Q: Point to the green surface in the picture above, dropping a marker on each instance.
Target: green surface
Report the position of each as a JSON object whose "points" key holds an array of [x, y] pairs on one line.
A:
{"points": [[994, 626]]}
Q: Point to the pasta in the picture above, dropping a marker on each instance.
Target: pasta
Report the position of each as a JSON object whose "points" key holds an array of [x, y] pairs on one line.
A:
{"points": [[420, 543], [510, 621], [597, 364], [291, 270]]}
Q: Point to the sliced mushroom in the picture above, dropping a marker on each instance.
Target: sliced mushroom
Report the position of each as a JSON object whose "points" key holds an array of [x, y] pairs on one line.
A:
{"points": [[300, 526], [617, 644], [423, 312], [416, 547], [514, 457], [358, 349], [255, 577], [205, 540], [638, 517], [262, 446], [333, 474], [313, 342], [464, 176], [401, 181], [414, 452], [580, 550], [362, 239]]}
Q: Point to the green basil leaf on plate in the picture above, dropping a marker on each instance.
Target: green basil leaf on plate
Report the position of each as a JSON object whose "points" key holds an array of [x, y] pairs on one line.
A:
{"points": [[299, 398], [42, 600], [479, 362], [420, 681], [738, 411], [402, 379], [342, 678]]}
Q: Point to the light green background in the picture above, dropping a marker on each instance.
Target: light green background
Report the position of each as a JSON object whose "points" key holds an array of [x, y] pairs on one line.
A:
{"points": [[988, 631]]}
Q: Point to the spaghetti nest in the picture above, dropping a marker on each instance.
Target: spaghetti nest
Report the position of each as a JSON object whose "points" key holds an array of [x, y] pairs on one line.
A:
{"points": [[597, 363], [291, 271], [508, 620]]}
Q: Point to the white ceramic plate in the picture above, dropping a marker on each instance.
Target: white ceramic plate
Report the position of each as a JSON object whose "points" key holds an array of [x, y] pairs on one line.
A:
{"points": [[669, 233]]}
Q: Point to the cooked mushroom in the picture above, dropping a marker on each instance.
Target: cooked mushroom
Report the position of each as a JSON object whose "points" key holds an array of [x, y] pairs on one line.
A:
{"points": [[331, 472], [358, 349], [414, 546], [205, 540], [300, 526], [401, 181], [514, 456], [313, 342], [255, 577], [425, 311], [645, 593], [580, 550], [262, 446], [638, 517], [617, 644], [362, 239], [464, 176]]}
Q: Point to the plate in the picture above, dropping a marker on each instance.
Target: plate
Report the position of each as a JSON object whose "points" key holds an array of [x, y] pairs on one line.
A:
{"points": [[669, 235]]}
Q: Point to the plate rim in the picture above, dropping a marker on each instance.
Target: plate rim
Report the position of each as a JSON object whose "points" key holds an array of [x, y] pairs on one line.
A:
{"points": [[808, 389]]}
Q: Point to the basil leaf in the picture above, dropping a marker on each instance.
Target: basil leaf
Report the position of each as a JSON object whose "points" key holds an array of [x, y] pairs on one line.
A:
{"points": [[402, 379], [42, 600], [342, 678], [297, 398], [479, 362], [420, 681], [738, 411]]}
-=-=-=-=-
> The problem
Exactly and only the lines from the one containing "Q: Point to the plate in" through the end of the material are to be reproduced, both ends included.

> Task solution
Q: Point to the plate in the picture above, dropping a marker on each instance.
Target: plate
Report the position of each as a JSON object whose "points" key holds an array of [x, y] pairs on one line.
A:
{"points": [[669, 235]]}
Q: Point to the plate rim in the picture above, dropping a marker on each instance.
Target: plate rim
Report the position of each as a JSON object whose "points" key holds an array of [x, y] pairs on one line.
A:
{"points": [[808, 389]]}
Q: Point to the basil leaf in the picture above, dropping a marker on each instance.
Target: basil leaf
Report the position of each as a JSON object whose "points" key holds an array of [x, y] pairs on one line.
A:
{"points": [[402, 379], [42, 600], [342, 678], [297, 398], [479, 362], [420, 681], [738, 411]]}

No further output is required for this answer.